*** Opening Task input ***

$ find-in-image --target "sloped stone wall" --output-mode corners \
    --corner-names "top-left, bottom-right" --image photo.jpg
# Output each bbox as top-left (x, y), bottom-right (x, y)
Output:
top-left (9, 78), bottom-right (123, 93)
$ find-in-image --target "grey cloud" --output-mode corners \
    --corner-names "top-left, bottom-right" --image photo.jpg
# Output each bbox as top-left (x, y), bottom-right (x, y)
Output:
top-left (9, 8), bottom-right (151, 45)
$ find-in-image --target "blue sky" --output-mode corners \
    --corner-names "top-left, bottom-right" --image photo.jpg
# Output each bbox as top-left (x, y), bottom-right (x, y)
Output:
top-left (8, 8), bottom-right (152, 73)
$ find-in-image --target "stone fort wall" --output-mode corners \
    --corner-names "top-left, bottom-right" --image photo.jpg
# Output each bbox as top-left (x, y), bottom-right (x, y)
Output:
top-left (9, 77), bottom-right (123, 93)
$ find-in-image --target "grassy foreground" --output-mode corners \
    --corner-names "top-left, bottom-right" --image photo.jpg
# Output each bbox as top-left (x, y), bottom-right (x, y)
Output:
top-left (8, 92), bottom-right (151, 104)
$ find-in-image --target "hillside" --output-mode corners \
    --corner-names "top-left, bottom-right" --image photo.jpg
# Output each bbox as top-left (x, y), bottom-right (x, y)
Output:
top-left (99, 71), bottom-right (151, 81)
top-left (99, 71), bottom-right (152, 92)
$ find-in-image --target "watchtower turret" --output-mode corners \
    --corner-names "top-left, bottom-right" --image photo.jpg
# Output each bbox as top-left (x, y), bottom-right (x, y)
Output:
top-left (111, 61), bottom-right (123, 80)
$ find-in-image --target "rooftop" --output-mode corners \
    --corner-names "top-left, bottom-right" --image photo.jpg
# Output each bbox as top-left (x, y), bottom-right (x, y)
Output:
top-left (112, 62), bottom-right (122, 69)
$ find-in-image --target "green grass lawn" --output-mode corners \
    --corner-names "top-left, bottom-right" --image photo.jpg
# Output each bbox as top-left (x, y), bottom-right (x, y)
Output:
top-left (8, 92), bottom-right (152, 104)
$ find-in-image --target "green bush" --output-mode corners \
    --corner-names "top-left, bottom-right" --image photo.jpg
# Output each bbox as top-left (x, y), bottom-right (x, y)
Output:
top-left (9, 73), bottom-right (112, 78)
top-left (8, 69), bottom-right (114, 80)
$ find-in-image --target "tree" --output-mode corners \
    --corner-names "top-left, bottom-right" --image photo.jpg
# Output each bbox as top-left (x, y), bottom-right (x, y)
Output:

*** Closing Task input ***
*** Opening Task input ***

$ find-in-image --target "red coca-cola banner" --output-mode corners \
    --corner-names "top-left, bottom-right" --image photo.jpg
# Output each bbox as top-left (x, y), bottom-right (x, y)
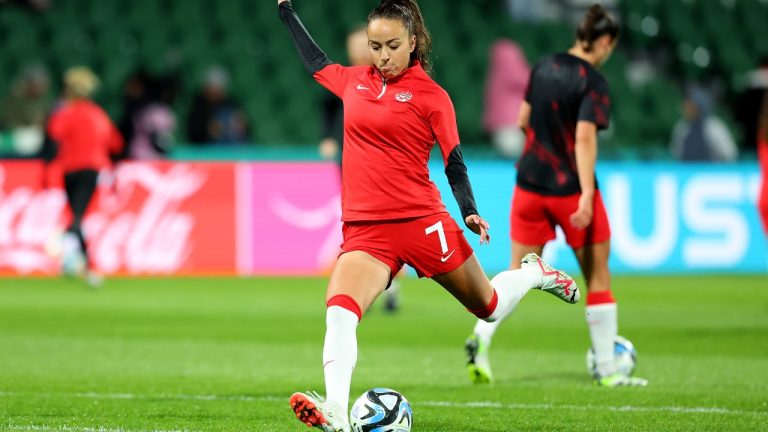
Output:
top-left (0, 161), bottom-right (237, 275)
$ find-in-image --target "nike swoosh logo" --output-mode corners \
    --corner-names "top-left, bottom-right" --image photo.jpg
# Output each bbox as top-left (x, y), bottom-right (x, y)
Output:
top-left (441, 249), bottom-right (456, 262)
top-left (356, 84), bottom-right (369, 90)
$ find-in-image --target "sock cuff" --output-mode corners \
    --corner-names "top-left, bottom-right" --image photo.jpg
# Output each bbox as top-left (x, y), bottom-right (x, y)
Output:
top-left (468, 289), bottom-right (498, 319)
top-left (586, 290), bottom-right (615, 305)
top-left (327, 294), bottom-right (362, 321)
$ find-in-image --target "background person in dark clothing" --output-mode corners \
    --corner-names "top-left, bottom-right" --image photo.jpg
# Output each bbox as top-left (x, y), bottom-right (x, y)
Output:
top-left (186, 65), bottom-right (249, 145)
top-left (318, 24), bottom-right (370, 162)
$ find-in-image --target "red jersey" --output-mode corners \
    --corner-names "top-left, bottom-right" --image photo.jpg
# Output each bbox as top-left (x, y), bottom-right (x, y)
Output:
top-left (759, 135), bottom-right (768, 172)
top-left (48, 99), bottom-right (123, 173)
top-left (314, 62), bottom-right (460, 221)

*** Closing Task input ***
*** Opening Task input ***

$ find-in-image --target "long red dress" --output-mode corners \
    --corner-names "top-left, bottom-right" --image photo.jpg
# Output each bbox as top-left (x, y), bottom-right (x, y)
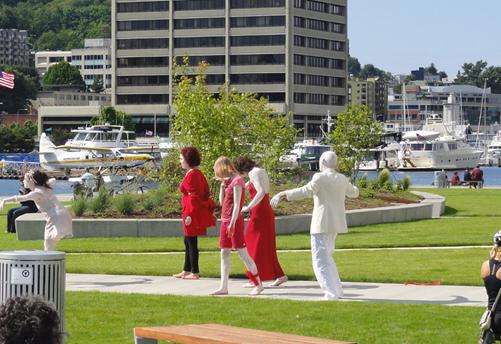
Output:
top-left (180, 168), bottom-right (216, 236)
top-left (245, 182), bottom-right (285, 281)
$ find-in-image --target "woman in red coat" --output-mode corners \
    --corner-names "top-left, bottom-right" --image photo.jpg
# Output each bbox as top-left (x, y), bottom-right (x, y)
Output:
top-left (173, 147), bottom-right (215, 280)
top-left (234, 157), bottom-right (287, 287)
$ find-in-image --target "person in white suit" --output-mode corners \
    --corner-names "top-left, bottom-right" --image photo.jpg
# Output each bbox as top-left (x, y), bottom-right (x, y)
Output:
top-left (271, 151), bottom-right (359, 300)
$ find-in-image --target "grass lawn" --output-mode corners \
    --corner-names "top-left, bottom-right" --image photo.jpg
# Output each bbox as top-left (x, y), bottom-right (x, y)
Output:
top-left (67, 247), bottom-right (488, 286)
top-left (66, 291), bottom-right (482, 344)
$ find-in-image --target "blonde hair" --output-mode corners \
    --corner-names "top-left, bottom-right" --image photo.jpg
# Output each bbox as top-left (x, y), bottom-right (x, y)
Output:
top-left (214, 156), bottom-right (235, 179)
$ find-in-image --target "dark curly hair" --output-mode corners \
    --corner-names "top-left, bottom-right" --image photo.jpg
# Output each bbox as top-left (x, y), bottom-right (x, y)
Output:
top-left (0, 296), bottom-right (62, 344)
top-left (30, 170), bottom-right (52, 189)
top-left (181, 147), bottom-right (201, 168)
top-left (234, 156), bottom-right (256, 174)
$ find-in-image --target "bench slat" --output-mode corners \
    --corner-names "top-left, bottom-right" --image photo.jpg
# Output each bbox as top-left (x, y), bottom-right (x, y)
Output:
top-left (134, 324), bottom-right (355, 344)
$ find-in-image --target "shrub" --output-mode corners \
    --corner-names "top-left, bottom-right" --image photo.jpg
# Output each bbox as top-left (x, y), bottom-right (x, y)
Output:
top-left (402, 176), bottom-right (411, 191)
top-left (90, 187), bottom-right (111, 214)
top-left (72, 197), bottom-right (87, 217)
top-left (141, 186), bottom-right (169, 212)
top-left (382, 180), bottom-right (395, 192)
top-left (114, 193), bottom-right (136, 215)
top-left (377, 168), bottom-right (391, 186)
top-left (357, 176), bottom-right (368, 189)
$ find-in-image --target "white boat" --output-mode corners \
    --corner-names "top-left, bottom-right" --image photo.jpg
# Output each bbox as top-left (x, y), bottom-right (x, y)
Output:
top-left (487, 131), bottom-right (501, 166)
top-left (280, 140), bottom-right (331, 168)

*** Closing Task input ***

» Problem details: Among the lines of the records above, count those containing the word "lawn", then give the number by itself.

» Result for this task: 2